▶ What you are asked to do:
Copy exactly the stretch of lines from the one holding "Could you please indicate the dark curly" through the last line of the data below, inclusive. Leave out pictures.

— Start of Provided data —

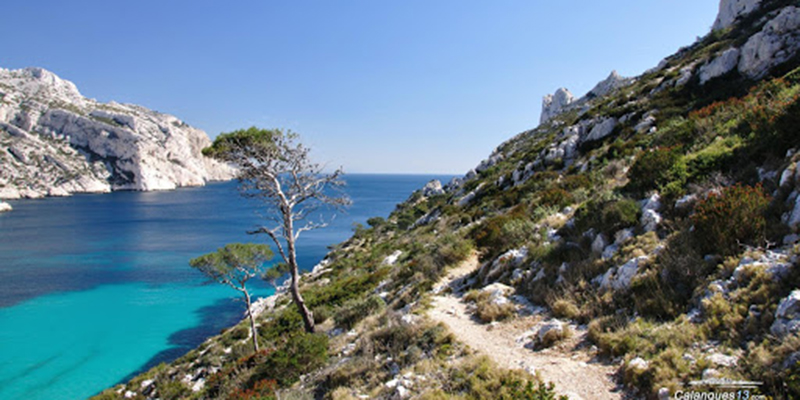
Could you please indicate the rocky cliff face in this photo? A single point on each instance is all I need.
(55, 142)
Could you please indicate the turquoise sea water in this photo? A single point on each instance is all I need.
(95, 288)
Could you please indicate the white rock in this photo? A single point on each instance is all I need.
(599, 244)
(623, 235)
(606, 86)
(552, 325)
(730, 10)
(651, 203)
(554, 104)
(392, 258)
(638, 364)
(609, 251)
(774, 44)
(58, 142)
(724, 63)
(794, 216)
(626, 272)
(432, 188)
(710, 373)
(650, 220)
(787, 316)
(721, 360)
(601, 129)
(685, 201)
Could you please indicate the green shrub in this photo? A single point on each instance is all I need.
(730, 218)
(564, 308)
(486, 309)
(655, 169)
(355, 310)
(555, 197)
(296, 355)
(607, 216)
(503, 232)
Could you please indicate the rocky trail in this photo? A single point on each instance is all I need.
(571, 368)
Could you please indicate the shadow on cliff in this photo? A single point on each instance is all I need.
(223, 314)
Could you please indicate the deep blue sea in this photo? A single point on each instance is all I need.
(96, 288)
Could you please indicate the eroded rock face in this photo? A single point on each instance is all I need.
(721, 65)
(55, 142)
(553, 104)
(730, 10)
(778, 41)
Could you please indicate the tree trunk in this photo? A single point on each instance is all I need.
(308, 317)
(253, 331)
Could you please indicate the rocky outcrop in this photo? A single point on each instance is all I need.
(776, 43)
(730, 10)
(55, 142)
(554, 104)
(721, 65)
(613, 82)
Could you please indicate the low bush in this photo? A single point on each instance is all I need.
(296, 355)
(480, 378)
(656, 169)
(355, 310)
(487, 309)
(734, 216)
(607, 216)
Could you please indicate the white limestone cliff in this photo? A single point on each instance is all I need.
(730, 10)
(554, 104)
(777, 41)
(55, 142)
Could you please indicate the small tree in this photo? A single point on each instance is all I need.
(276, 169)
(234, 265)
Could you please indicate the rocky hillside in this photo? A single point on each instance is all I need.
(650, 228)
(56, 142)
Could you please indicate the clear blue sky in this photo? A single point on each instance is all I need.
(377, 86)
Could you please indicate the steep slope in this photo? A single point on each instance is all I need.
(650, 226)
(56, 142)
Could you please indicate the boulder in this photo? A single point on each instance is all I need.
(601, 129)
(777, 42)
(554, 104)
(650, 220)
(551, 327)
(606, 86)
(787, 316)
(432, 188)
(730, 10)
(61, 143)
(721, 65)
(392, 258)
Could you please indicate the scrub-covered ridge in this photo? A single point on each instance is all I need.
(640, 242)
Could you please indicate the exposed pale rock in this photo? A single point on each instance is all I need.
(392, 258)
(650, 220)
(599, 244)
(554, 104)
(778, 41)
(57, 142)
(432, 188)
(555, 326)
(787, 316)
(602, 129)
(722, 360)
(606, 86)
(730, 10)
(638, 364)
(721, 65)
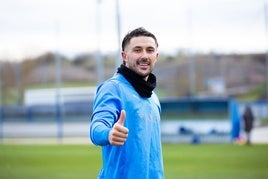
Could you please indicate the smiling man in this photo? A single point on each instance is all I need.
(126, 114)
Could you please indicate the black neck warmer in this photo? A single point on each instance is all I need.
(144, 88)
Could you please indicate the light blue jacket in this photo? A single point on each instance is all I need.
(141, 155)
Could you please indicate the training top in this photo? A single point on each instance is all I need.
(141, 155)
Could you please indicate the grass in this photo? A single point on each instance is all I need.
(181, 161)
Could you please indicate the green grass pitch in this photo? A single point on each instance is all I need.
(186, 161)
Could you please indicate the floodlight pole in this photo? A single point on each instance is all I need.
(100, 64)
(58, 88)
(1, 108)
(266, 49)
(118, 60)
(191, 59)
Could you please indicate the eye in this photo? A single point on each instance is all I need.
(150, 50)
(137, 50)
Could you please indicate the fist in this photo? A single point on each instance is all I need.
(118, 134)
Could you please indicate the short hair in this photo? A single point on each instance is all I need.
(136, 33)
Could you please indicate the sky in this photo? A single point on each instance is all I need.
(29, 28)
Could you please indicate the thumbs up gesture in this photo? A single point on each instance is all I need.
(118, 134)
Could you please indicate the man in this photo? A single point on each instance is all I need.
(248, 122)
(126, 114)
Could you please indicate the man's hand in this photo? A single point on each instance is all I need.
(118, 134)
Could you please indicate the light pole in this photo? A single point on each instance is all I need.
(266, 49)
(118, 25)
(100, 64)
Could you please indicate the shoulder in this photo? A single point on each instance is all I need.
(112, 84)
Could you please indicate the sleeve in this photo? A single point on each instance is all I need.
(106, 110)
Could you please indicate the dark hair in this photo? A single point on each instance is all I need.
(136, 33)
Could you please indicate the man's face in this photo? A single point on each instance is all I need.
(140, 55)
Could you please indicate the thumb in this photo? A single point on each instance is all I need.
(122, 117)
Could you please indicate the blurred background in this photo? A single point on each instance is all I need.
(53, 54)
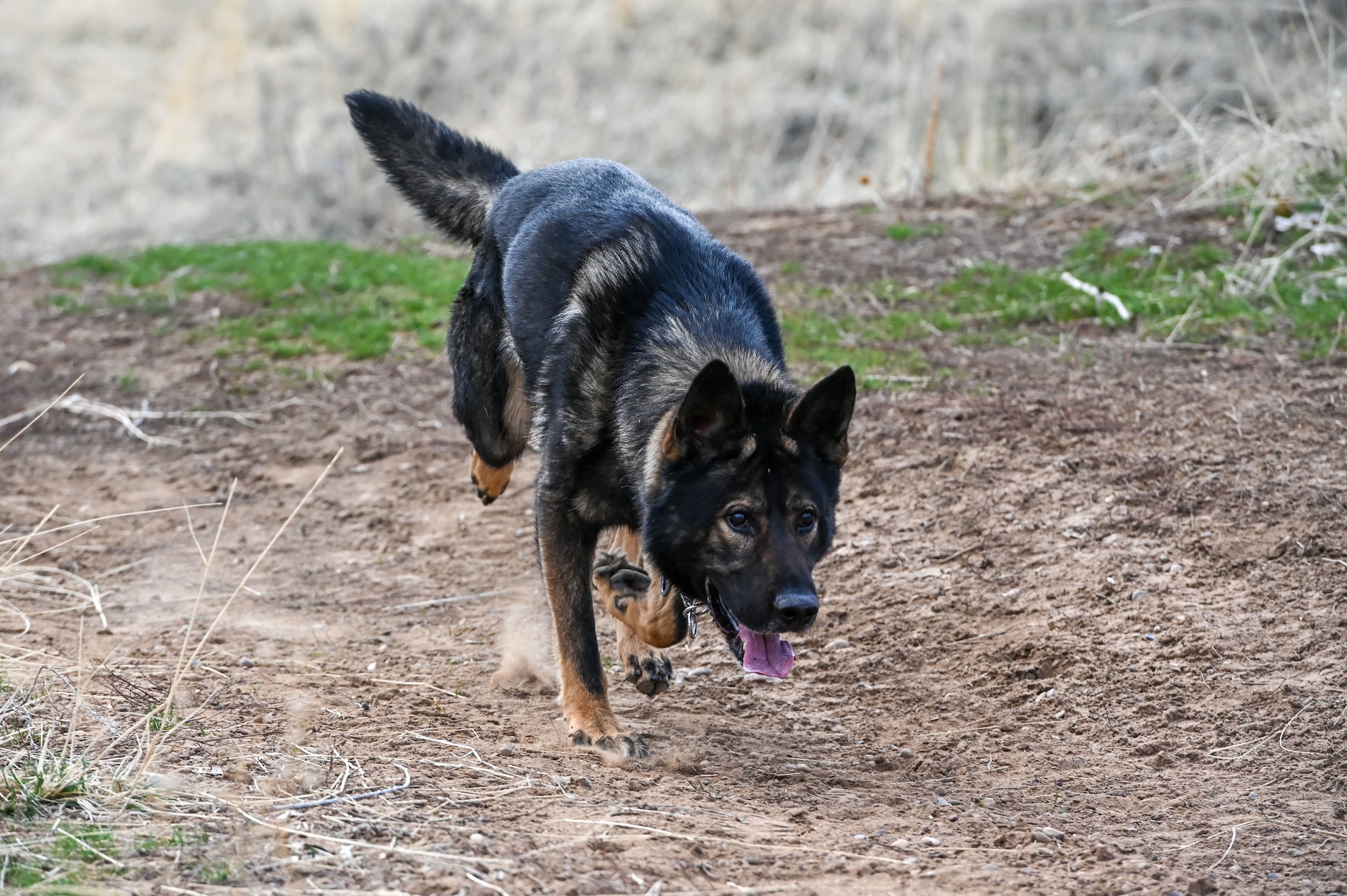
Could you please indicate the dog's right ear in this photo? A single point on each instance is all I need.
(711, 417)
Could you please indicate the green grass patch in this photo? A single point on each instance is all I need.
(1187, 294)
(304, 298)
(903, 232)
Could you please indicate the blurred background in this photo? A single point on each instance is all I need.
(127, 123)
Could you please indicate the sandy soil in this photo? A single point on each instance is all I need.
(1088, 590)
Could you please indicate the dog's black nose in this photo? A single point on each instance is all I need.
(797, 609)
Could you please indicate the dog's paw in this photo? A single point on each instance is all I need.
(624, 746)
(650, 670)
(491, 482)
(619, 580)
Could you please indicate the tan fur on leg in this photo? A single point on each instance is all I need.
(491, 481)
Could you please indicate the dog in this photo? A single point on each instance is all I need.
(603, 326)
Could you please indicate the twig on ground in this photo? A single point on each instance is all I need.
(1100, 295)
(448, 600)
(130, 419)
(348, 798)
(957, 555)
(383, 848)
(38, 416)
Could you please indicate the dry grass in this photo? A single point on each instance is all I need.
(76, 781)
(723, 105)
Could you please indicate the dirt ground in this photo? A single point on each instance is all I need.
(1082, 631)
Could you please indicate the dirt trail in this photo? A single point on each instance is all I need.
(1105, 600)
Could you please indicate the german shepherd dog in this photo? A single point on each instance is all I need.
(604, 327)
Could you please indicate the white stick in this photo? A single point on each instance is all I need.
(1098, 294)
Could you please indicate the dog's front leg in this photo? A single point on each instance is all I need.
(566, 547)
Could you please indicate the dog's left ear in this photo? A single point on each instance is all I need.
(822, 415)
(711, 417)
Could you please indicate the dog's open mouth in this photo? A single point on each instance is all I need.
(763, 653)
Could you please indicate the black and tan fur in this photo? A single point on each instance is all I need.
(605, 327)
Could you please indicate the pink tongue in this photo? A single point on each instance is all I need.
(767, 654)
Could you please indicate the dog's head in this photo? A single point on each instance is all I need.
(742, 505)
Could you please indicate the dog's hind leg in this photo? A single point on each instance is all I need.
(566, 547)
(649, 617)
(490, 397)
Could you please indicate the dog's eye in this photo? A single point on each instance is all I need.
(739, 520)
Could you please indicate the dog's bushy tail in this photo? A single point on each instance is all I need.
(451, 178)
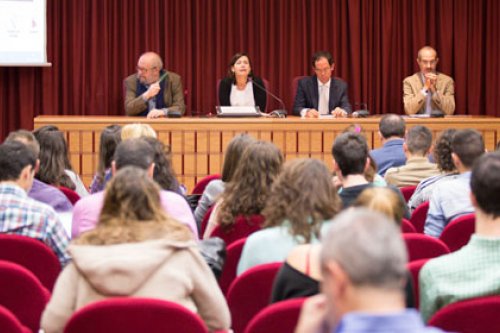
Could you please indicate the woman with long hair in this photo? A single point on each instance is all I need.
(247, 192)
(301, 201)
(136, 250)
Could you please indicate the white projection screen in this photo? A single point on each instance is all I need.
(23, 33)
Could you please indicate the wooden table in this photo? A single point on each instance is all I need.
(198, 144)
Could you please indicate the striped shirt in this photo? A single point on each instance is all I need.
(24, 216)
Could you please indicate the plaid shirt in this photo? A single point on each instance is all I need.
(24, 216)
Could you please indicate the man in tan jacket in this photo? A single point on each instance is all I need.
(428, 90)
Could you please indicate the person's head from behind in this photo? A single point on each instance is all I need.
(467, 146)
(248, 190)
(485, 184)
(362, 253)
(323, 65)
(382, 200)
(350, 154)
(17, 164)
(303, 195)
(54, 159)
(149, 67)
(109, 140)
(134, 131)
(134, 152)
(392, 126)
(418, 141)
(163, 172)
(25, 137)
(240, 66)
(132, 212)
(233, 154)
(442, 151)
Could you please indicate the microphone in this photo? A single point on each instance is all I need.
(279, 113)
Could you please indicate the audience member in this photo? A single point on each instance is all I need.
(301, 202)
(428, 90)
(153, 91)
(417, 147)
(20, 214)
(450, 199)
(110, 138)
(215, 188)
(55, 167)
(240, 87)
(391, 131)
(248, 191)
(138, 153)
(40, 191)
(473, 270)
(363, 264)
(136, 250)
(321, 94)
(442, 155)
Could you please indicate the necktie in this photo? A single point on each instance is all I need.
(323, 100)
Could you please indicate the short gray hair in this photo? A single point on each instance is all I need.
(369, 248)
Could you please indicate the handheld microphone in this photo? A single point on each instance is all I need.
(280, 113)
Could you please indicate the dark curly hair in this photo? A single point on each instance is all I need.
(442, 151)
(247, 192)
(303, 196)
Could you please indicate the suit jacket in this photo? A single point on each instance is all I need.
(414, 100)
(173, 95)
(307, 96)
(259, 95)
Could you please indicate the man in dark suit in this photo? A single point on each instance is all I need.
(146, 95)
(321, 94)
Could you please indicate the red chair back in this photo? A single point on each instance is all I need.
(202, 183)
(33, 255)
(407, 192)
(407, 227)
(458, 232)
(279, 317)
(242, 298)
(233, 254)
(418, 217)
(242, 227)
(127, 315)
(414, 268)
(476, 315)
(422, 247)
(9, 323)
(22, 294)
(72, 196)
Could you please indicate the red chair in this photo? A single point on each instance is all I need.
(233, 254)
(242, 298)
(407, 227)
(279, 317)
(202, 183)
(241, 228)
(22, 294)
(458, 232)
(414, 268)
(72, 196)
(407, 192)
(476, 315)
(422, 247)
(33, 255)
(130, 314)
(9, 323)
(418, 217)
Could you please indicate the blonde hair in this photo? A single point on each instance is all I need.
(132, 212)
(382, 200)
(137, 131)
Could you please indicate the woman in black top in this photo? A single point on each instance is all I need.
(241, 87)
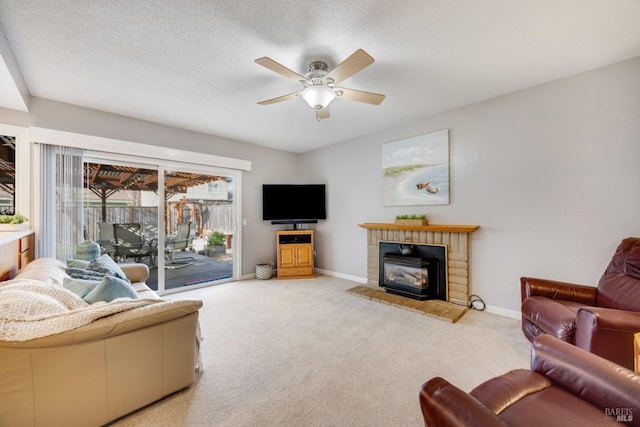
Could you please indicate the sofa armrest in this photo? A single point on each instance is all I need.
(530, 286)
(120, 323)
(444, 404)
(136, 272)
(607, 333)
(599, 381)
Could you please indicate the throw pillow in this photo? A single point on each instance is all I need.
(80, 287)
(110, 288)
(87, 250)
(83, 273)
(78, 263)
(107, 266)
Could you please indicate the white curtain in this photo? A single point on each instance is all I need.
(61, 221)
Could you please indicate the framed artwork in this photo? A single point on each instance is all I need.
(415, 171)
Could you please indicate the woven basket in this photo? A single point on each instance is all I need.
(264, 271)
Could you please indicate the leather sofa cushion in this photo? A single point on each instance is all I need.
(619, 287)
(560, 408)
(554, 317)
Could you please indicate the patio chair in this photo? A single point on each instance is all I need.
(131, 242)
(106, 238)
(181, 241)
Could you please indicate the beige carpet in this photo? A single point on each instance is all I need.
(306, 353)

— End of Provided data —

▶ Right answer:
Could you please indicate the dark curly hair in this photo? A single point on each instance is all I need.
(442, 151)
(247, 192)
(303, 196)
Could you please indicate the suit jacket in this photo? A single point on each instance is all I need.
(414, 100)
(173, 95)
(307, 96)
(259, 95)
Could you please indicate the man in dark suit in this photo? A single point on each instance is all I need.
(146, 95)
(321, 94)
Could you please indicate the red chair back in this photo? A single point on each instance is all I need.
(202, 183)
(33, 255)
(407, 192)
(407, 227)
(458, 232)
(279, 317)
(242, 298)
(233, 254)
(418, 217)
(242, 227)
(127, 315)
(414, 268)
(476, 315)
(422, 247)
(9, 323)
(22, 294)
(72, 196)
Could you please indicate the red chair in this photo? A single point on each instance is all I need.
(233, 254)
(242, 298)
(407, 227)
(279, 317)
(202, 183)
(241, 228)
(22, 294)
(458, 232)
(414, 268)
(72, 196)
(407, 192)
(476, 315)
(422, 247)
(33, 255)
(130, 314)
(9, 323)
(418, 217)
Could you please indicate the blonde hair in this photo? A single point on each instance is all I need.
(132, 212)
(382, 200)
(137, 131)
Could you please indicate the woman in black top in this photo? A single point on each instance is all I need.
(241, 87)
Could you please indicate the sofa armrest in this photo? A single point on each instance is all I need.
(530, 286)
(120, 323)
(444, 404)
(136, 272)
(607, 333)
(599, 381)
Could you please indicate the throw pillow in this photo? A single point on each instance is all I need.
(80, 287)
(110, 288)
(87, 250)
(83, 273)
(78, 263)
(107, 266)
Could you please indicate the white curtain in this photo? A single point on each instance is all I need.
(61, 221)
Could you please indicate the framed artwork in this photo? A single point on each instance is all I need.
(415, 171)
Could you please indicate the woven basket in this photo? A single point on each instance is all I need.
(264, 271)
Could you please indicate the leather sofa cushion in this photo? A single point on each instance is all I need.
(619, 287)
(560, 408)
(554, 317)
Could you please indicate the patio chair in this photo? A single point on each instance is all I need.
(131, 242)
(106, 238)
(181, 241)
Could you please indicate the beige carpet in this photo? A single point on each instance is all I need.
(306, 353)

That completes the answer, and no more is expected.